WHAT YOU HAVE TO DO: Count the following lines that contain the word "below" and reply with only that number.

===== RECORDED INFORMATION

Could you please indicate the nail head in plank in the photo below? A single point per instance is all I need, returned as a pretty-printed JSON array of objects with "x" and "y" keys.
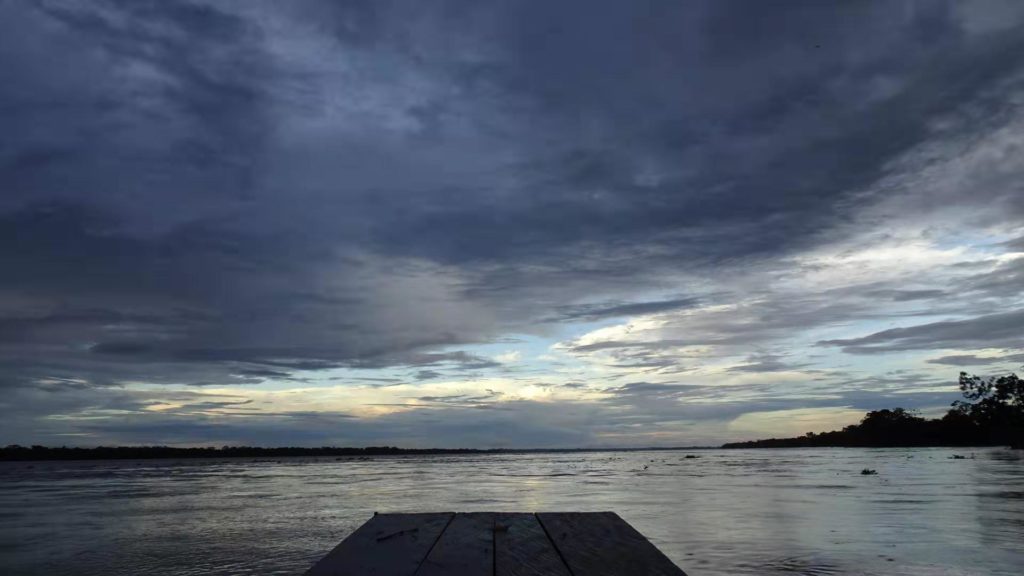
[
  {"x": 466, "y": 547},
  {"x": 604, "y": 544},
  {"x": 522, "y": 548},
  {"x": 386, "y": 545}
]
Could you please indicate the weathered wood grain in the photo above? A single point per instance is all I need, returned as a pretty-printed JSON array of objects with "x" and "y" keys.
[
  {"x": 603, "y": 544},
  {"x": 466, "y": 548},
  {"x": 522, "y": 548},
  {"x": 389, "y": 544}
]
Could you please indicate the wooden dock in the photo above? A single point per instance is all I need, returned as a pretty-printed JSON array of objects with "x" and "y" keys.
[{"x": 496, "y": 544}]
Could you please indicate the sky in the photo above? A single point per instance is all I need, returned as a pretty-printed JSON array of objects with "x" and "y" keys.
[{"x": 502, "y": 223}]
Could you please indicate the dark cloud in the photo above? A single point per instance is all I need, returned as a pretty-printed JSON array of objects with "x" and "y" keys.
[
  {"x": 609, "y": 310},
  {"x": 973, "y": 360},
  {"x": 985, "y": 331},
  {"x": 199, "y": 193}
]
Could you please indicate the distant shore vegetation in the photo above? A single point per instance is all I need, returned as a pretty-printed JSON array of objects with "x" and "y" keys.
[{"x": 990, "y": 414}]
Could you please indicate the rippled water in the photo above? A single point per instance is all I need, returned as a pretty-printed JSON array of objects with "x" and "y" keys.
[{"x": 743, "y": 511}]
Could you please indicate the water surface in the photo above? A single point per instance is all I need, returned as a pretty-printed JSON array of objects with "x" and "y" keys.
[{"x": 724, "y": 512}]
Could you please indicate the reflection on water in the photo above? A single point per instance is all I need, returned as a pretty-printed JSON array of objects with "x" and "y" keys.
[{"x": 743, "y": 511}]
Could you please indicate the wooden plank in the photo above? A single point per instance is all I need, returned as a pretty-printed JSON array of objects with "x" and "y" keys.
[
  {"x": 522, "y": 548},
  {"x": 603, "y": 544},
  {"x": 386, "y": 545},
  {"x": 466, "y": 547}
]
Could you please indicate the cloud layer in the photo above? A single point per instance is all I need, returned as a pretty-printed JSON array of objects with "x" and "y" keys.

==========
===== RECORDED INFORMATION

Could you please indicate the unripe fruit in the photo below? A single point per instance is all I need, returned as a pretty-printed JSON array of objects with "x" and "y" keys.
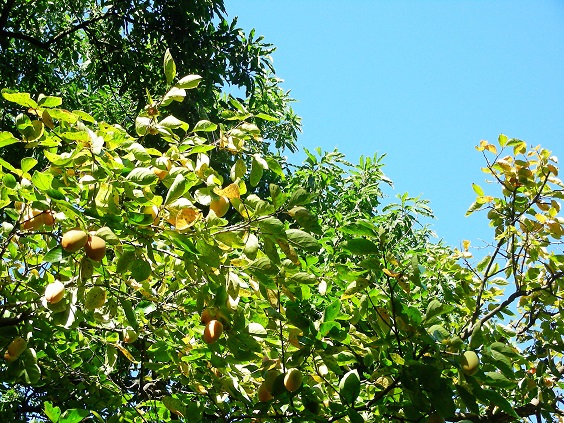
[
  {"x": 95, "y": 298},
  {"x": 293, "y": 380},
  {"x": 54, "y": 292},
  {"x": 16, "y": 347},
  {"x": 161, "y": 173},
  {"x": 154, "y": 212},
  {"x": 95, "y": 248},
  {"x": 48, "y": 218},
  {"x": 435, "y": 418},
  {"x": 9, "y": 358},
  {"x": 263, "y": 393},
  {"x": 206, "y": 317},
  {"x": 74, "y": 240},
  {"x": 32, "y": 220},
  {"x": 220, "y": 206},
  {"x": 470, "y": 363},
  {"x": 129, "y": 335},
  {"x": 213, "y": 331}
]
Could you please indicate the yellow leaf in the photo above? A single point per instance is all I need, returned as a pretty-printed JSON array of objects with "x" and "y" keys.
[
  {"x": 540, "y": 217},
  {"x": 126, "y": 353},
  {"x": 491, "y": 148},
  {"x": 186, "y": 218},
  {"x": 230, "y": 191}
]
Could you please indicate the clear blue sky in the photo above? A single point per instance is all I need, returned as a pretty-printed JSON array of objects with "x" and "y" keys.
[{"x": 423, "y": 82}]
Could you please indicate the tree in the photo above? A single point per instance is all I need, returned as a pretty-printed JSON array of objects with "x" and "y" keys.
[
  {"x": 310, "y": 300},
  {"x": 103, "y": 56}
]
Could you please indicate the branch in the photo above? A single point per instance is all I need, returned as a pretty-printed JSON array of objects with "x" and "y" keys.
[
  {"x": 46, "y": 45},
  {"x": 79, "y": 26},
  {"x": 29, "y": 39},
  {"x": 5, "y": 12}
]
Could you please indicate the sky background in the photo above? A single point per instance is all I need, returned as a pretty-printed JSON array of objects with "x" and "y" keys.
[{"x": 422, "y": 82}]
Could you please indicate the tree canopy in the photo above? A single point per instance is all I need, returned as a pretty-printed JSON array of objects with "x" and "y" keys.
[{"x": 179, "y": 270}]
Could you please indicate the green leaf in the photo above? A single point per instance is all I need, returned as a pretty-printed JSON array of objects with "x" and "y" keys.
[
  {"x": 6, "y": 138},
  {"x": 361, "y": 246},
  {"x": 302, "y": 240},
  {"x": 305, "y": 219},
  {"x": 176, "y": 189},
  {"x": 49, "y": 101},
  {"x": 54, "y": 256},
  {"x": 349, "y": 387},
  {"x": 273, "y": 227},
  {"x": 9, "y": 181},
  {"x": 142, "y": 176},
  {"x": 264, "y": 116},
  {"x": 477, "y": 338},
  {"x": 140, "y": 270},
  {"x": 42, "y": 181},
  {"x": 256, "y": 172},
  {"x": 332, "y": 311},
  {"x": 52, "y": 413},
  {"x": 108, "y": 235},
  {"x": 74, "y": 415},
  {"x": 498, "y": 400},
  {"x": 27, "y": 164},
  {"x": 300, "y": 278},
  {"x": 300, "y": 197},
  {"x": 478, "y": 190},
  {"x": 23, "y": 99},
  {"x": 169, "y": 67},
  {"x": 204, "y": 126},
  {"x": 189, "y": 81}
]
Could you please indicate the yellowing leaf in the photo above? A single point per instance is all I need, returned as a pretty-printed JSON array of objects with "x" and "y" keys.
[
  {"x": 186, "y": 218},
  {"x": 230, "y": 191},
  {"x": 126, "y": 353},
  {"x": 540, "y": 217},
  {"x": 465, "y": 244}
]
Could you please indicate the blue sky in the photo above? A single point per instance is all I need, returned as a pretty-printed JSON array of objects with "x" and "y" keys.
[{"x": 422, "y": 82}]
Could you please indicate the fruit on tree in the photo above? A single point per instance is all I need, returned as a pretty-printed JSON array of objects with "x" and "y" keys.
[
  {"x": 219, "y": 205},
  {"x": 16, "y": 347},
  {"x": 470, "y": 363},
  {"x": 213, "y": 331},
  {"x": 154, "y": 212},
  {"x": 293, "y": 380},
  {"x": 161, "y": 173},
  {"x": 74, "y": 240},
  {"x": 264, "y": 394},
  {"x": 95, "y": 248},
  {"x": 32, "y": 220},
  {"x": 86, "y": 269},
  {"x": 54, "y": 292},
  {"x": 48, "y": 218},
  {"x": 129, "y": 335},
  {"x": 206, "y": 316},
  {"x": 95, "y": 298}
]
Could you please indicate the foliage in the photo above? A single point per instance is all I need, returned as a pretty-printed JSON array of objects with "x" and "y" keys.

==========

RESULT FOR THIS EXERCISE: 2